▶ Document excerpt:
-----

By: Jim Dunleavy
The Maryland Jockey Club is looking into pending medication violations against trainer Marcus Vitali in Florida, according to Sal Sinatra, president of the MJC. Vitali, the third-leading trainer at the Gulfstream Park winter meet, relocated his 35-horse stable to Laurel Park earlier this month.
Vitali acknowledged Saturday that on his lawyer’s advice, he had recently turned in his Florida trainer’s license.
“For the time being, we are not taking any entries from Marcus Vitali as we investigate what is going on and The Stronach Group decides how this should be handled,” Sinatra said. “He already had horses entered for this weekend, and I decided to let them run as we look into things.”
Although Vitali declined to comment on any pending violations he may have, he said, “I’ve done nothing wrong, but my attorneys recommended I turn in my license so they could better litigate these problems.”
The Florida Division of Pari-Mutuel Wagering could have limited options sanctioning someone who is not licensed with them. Other states, however, might take a dim view of someone turning in their license in another jurisdiction to avoid, or delay, a fine or suspension, if that is the case.
According to the web site, MyFloridaLicense.com, Vitali has had seven Class 4 medication violations since October, five in 2015 and two in January.
Class 4 medications are described by the Association of Racing Commissioners International as therapeutic medications that include non-steroidal ant-inflammatory drugs at concentrations greater than established limits. The Association of Racing Commissioners International classifies medications into five categories with Class 1 being the most likely to effect a horse’s performance and Class 5 the least likely.

-----

▶ Excerpted records:
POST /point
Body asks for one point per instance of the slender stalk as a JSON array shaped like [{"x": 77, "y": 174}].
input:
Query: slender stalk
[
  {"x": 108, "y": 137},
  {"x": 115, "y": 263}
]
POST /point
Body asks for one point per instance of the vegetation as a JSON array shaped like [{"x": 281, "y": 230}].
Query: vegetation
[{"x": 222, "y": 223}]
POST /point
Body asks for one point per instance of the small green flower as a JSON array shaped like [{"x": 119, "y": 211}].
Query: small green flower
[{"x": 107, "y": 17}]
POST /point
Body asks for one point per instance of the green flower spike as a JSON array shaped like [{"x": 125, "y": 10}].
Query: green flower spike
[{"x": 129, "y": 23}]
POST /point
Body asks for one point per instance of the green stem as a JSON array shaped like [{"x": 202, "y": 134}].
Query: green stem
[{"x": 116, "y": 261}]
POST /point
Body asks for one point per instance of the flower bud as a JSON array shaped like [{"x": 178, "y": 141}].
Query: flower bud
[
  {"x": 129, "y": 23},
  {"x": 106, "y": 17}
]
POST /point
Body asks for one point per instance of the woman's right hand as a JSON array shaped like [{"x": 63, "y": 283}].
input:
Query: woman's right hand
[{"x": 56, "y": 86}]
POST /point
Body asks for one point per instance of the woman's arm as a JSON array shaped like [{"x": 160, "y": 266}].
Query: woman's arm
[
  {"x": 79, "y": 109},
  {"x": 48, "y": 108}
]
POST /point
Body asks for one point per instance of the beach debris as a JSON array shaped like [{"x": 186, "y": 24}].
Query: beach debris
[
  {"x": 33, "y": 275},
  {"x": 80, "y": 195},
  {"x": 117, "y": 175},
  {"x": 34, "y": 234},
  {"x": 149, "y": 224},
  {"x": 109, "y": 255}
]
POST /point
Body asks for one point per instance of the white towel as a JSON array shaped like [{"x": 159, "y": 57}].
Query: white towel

-----

▶ Task set:
1. Answer these questions using the article on trainer Marcus Vitali.
(a) How many horses were in the stable Vitali moved to Laurel Park?
(b) What position does Sal Sinatra hold?
(c) How many of Vitali's Class 4 medication violations came in January?
2. Go on with the article on trainer Marcus Vitali from where it stops.
The records are not needed here.

▶ Answers for this exercise:
1.
(a) 35
(b) President of the Maryland Jockey Club
(c) Two

2.
There have been a large number of medication violations by various trainers in Florida since new rules went into effect in early January. Many of the violations stem from prohibited levels of therapeutic medications, including commonly used medications like phenylbutazone, ketoprofen, and flunixin, painkillers that are not allowed on race day but can be used leading up to a race.
The violations have occurred since Florida began enforcing new regulations that are modeled on uniform rules developed by the Racing Medication and Testing Consortium. The rules include a new regulation designed to prevent trainers from using multiple painkillers at low doses that would achieve the same effect as a single painkiller at a large dose, a technique known as “stacking.”
In March 2015, Vitali was suspended 10 days in Florida and fined $3,350 by the Florida Division of Pari-Mutuel Wagering for eight overages for the therapeutic medications bute, DMSO, acepromazine, clenbuterol, and methocarbamol, a muscle relaxant.
“I’ve been wrong on occasion and paid fines and served any days given to me,” Vitali said. “When I’m wrong, I’ll take my lumps and bumps, but when I’m right, I’ll fight.”
Vitali stabled at Monmouth Park the previous three summers. He finished third in the standings there last summer.
Vitali, a former leading trainer in New England, has won more than 800 races since he began training in 1982. He is the conditioner of multiple graded stakes winner Valid, who went over $1 million in earnings this winter.